= WHAT YOU WILL DO =
Convert the stretch of items below that opens with the line containing "of the tinted" and closes with the line containing "Target: metal siding building" into a JSON list of strings, one string per line, both end lines included and blank lines left out. Include no other lines.

# # # #

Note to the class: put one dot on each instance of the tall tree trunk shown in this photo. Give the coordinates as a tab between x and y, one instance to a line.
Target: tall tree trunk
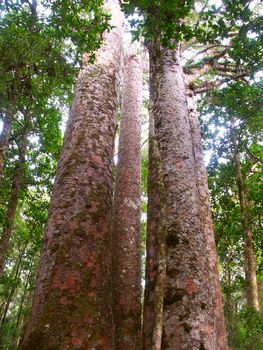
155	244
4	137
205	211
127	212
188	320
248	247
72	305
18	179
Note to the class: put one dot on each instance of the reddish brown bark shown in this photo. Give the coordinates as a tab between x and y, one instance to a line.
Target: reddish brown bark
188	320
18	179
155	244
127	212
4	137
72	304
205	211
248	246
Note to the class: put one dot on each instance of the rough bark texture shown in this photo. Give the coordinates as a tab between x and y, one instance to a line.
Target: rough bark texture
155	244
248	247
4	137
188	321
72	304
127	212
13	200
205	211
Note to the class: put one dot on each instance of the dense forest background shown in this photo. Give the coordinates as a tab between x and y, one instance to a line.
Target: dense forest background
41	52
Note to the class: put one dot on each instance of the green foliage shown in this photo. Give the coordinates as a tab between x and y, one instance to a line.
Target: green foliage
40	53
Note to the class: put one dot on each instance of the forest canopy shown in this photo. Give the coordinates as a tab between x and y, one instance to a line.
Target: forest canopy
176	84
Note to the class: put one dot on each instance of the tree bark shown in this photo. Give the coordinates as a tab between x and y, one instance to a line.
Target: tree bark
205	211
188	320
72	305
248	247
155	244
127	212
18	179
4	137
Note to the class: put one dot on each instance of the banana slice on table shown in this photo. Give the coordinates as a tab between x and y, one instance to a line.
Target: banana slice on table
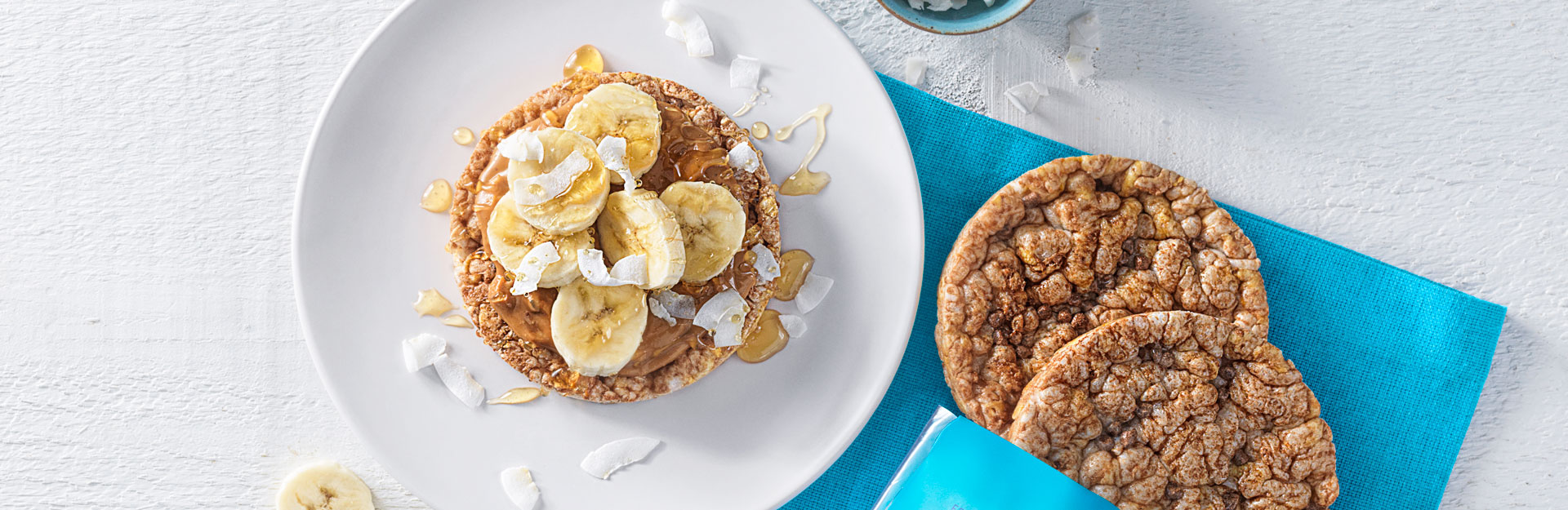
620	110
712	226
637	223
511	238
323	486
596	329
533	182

# # # #

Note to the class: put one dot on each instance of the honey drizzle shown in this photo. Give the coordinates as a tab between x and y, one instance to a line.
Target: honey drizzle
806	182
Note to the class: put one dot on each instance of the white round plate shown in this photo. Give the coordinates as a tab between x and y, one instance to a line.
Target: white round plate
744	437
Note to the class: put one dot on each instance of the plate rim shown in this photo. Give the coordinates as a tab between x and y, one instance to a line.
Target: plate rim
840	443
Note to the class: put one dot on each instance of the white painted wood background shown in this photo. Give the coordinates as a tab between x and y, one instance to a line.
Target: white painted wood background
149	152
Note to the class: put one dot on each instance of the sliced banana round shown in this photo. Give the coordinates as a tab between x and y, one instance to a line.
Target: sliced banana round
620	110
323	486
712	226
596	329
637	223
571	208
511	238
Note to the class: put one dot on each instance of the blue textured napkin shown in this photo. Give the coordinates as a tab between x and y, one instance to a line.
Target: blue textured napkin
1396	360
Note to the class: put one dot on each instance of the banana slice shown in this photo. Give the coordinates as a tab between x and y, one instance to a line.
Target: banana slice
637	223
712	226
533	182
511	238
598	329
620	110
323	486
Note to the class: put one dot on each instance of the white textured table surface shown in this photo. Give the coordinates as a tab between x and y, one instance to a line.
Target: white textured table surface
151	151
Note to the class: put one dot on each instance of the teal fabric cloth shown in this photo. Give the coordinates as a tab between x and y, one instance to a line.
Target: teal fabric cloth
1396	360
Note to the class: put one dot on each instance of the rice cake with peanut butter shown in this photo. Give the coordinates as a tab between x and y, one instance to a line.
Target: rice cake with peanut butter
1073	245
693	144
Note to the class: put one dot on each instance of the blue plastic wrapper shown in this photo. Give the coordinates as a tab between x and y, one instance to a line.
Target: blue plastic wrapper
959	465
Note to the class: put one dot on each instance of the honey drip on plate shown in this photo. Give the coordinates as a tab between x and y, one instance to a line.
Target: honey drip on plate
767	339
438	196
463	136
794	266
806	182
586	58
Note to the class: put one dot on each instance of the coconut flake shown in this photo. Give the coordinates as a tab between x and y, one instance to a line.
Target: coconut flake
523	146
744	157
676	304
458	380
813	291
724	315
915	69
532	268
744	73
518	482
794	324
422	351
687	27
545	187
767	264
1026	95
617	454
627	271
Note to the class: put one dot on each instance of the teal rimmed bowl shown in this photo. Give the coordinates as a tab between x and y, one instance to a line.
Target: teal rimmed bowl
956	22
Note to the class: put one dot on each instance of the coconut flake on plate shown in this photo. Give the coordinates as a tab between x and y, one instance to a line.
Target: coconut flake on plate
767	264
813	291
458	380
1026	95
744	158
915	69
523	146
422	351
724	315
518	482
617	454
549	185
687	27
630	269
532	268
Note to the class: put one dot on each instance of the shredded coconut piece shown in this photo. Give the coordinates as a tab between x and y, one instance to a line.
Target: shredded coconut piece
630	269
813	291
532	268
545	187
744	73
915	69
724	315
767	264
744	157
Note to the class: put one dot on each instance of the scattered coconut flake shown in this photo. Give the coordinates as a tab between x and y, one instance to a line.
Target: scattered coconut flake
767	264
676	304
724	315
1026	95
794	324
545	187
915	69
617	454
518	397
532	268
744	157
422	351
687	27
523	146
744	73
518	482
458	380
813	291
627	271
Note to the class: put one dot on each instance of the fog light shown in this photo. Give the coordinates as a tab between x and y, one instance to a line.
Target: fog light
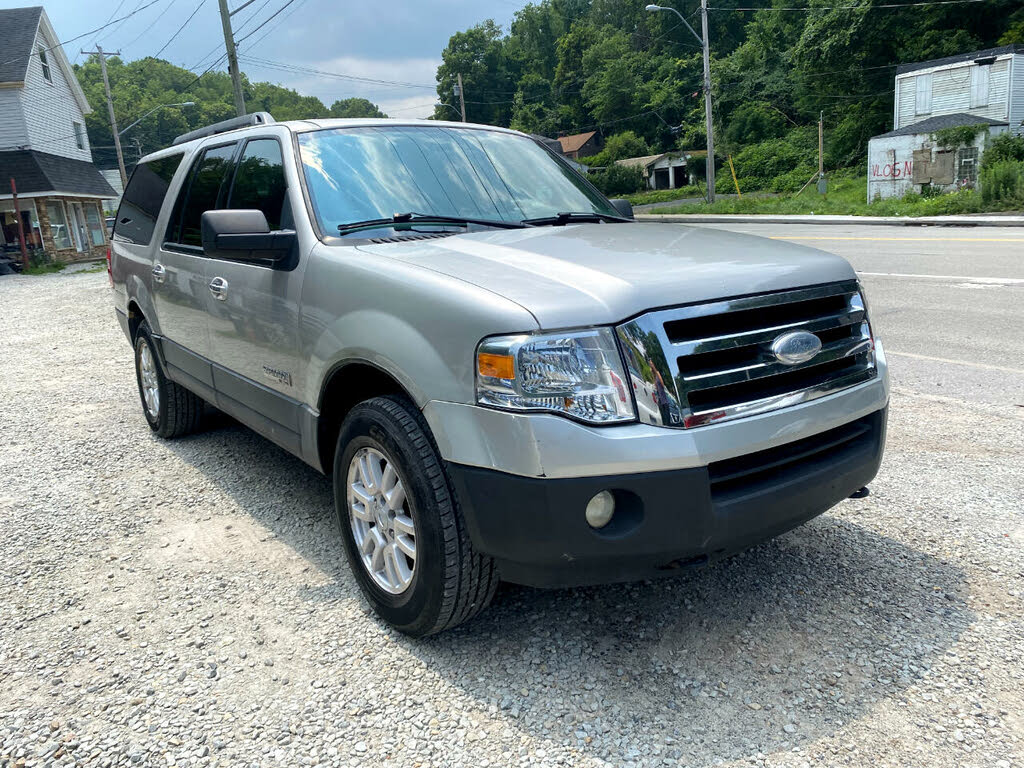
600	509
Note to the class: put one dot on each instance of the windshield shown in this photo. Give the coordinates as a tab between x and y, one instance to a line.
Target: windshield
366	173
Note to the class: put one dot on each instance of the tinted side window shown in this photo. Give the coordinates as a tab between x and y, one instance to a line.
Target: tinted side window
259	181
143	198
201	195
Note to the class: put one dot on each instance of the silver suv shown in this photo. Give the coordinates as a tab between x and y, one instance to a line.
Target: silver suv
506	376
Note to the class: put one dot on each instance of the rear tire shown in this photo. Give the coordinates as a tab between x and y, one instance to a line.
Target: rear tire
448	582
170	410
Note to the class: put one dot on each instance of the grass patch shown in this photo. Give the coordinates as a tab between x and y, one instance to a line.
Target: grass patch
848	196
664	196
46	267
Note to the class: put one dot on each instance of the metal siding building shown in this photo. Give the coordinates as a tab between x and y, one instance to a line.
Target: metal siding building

# # # #

= RESPONSE BELOW =
[
  "Note to the class: put one dot on each instance of the tinted side window shown in this photo. Give the coordinates as a tab between x and y, one instance to a line.",
  "Target: tinted side window",
  "259\t181",
  "143\t198",
  "201\t195",
  "Note to the class: put one dot on each instance of the silver suv shown in this photo. Give the coordinates as a tab between x and y, one instance to a line.",
  "Target: silver suv",
  "506\t376",
  "Note to the class: put one dot on each instance of the rear tire shown in this photo. Give the coordinates as a tab between x and y, one instance to a line.",
  "Target: rear tire",
  "448\t582",
  "170\t410",
  "Note to the class: put one dot on each instance of the grass patch shown in this photo. Give the coordinates as a tab between x and y, one instance to a line.",
  "Target: grass patch",
  "848\t196",
  "664\t196",
  "46\t267",
  "Note to the class: put one dot on each instance of the metal siding building shown in this photo. Give the coordinates as a tab between x and y, one instance to a line.",
  "Target: metal siding building"
]